[START OF TEXT SHOWN]

In the last two posts I did some exploration of a fascinating data set published by the Armed Conflict Location & Event Data Project (ACLED). You can find the code I used on github. The ACLED data lists incidents in armed conflicts all over Africa and some countries in South and Southeast Asia, since 1997 and in great detail.

At first, we used R and ggmap to plot the recorded incidents on a map. These can be protests or riots, but also outbursts of violence with many fatalities. To get a better overview we then used hierarchical clustering to group those conflicts temporally and spatially. Something like this might be of value for a NGO or a news outlet in need a system that automatically assigns a reported incident to a conflict without human interference.

While the clustering worked well, we had to play a little trick that you might have noticed if you read the last post. In our code, we had the following transformations applied to our data.

[END OF TEXT SHOWN]
[START OF RAW RECORDS]

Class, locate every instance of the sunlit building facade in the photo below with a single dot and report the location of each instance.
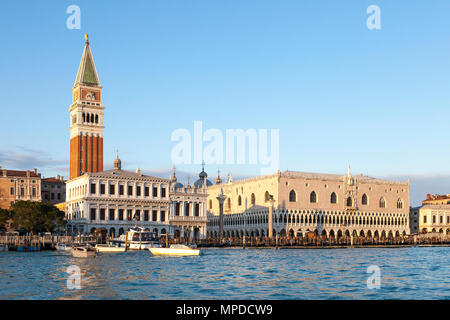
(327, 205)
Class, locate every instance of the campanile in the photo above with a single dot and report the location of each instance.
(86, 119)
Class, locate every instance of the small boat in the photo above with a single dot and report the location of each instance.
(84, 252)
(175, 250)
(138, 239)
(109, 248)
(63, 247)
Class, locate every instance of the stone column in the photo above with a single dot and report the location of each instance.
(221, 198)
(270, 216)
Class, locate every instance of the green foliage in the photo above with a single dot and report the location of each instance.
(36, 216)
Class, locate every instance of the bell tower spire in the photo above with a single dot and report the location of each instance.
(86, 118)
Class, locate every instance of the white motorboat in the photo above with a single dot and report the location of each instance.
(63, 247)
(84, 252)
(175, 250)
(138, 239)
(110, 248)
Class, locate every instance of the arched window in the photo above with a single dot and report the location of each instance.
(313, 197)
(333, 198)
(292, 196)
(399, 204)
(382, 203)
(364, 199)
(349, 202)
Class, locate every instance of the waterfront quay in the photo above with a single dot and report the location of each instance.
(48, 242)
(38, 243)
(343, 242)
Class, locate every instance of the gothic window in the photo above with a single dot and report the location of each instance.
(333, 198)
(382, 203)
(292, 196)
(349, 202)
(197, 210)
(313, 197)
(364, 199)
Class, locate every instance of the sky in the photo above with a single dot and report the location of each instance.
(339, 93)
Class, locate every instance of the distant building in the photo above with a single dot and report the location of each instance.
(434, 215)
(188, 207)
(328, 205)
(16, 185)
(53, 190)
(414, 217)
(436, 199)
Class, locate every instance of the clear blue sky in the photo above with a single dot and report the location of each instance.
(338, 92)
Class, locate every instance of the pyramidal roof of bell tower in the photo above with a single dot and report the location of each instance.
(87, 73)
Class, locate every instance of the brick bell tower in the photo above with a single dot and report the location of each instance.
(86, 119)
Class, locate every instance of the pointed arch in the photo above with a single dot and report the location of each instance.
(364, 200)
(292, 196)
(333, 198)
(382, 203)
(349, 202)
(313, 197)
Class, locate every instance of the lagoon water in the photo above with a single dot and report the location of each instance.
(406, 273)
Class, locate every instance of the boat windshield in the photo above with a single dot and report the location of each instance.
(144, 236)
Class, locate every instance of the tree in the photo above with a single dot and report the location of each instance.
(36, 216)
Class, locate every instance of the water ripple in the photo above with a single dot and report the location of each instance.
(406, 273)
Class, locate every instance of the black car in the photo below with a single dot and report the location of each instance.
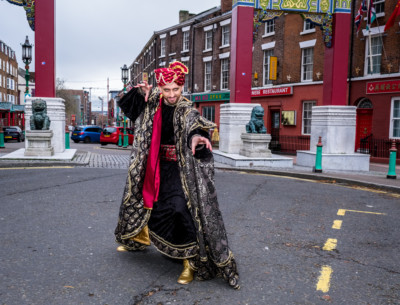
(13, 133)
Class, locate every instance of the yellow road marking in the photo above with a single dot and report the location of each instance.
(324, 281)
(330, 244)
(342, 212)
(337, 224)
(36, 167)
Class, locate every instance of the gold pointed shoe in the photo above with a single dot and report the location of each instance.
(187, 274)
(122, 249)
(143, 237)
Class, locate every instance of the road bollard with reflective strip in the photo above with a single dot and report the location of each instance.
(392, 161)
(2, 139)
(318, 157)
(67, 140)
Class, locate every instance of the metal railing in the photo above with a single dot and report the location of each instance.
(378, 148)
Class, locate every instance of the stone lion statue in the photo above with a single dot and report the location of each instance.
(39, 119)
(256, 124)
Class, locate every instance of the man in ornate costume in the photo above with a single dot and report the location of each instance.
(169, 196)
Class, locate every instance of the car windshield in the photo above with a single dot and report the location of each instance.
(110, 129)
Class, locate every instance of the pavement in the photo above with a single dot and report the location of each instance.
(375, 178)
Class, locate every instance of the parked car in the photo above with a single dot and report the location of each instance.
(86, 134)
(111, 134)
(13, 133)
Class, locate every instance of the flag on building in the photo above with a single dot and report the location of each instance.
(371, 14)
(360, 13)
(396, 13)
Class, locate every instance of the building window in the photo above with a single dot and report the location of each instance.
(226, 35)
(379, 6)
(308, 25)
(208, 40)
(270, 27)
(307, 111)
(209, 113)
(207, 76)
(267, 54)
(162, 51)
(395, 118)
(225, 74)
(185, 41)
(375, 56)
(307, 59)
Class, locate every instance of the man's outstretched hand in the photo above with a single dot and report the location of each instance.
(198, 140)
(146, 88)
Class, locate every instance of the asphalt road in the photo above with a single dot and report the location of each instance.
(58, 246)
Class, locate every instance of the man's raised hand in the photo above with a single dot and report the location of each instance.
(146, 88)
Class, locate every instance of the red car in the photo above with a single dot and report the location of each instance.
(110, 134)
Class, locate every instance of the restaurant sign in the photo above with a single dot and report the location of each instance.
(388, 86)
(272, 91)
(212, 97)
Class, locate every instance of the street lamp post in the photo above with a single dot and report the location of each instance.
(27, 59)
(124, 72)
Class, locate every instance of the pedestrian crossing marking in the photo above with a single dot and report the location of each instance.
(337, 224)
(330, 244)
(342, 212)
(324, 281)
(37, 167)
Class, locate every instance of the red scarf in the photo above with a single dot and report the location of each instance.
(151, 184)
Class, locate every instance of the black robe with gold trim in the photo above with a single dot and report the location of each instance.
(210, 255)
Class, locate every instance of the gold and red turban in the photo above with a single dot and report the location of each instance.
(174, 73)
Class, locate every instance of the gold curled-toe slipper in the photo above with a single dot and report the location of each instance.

[END OF RAW RECORDS]

WRITTEN TASK 1
According to the post on the ACLED conflict data, since what year does that data list incidents?
WRITTEN TASK 2
Transcribe part of the post on the ACLED conflict data, starting at the words "While the clustering" and stopping after "to our data.".
WRITTEN TASK 3
Pick up the post on clustering the ACLED conflict data after its last sentence and keep writing it.

EXPECTED ANSWER 1
1997

EXPECTED ANSWER 2
While the clustering worked well, we had to play a little trick that you might have noticed if you read the last post. In our code, we had the following transformations applied to our data.

EXPECTED ANSWER 3
conflict.data <- conflict.data %>%
    filter(FATALITIES > 10) %>%
    mutate(lat=scale(LATITUDE),
           long=scale(LONGITUDE),
           time=scale(as.numeric(dmy(EVENT_DATE)))
           )

There, in line 2 you have it. We only considered incidents with more than 10 fatalities. This might make sense if one is only interested in armed conflicts, but we did it only because of limited memory on the computer the code ran on. Time to bring out the big(ish) guns.

Apache Spark is currently my favorite big data tool. You can run it on your laptop, on a small cluster, or on a warehouse. All with the same code, on the same interface, with the same language (today, we’ll do Python). And it’s lightning fast. The first step is to read the data into Spark. The ACLED set has some extra newlines in the description column, which is why we have to jump through some hoops (

csv

files usually use newlines as separator between records).

def read():
    with gzip.open('ACLED Version 6 All Africa 1997-2015_csv_dyadic.csv.gz') as inputFile:
        fullLine = ""
        for line in inputFile:
            fullLine += line
            if fullLine.count('"') % 2 == 0:
                yield string.replace(fullLine, "\n", " ")
                fullLine = ""
sourceFile = sc.parallelize(read())
def parseLine(line):
    parts = line.split(',')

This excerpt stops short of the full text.